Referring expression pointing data
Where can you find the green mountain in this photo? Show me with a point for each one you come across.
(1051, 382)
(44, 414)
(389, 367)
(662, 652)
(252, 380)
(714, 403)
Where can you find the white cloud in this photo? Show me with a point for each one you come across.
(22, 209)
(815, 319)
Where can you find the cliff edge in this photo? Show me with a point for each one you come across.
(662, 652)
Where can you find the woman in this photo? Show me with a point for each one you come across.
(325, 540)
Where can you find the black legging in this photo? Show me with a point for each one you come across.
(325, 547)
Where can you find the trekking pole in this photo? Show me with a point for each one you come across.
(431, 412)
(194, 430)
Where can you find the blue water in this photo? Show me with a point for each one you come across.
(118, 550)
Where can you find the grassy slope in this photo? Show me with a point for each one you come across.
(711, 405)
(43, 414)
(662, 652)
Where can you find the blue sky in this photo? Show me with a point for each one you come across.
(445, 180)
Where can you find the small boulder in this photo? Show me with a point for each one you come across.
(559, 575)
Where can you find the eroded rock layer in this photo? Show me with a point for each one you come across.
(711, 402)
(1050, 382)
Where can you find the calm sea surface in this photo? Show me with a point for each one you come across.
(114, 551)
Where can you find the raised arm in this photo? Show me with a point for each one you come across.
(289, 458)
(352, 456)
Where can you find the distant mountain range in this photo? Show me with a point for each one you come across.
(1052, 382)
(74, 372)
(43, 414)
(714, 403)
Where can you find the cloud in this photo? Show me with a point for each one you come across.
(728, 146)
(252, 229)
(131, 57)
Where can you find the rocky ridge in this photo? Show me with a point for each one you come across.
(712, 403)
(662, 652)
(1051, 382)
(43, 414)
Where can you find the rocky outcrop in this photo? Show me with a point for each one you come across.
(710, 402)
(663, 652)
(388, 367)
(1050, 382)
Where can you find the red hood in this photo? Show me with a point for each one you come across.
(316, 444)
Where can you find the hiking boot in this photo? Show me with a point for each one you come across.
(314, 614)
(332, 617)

▶ _Aim of the exercise_
Exact copies of all the records are to be printed.

▶ _Task response_
Where can you find the green mountain in this photo? Show me with a point for each one you come across.
(1051, 382)
(44, 414)
(389, 367)
(662, 652)
(252, 380)
(714, 403)
Where can you find the white cloud in this photo? Show me with a point for each one you come across.
(22, 209)
(815, 319)
Where can you find the cliff edge in this photo? Show me with a point for each one you come across.
(662, 652)
Where can you find the woman in this photo? Show me with a point for each one you come across.
(325, 540)
Where can you find the black legging in this photo? Show me with a point for each one you come across.
(325, 547)
Where can you find the trekking pole in this photo? Show me with a point for each one you come across.
(431, 412)
(194, 430)
Where can you find the blue water in this photo? Show me with a point for each one you come across.
(118, 550)
Where can you find the grassy slope in this photo? Show me with a point for each one you come across.
(711, 405)
(43, 414)
(662, 652)
Where can you find the blue sky in this photo? Show me with a point for each one you come across.
(445, 180)
Where can you find the small boulder in this photo? Show me with a point for each one you come across.
(559, 575)
Where can you find the eroded rock layer in this photo? Show me with a point for each one you come across.
(711, 402)
(1050, 382)
Where can you find the calm sea surface in this photo? Show me with a point for each one you come across.
(114, 551)
Where can you find the raised arm in this photo? Show me with a point for each one you come across.
(289, 458)
(352, 456)
Where can you find the distant mountain range in this photo? Show me with a point for each one you come across.
(1052, 382)
(74, 372)
(43, 414)
(714, 403)
Where can you find the cloud in this photo? Show me with a point for each one you come across.
(728, 146)
(252, 229)
(131, 57)
Where can you find the rocky ridge in this photo? Show me with a point for each one you come across.
(712, 403)
(662, 652)
(1051, 382)
(43, 414)
Where can you find the rocky outcrop in this photo? Show me with a point for each one you come across.
(710, 402)
(663, 652)
(388, 367)
(1050, 382)
Where can you find the red hood in this photo? Show me with a point for each one you come across.
(316, 444)
Where can you find the hiking boot in this photo? Show me with a point for each one you come across.
(314, 614)
(332, 617)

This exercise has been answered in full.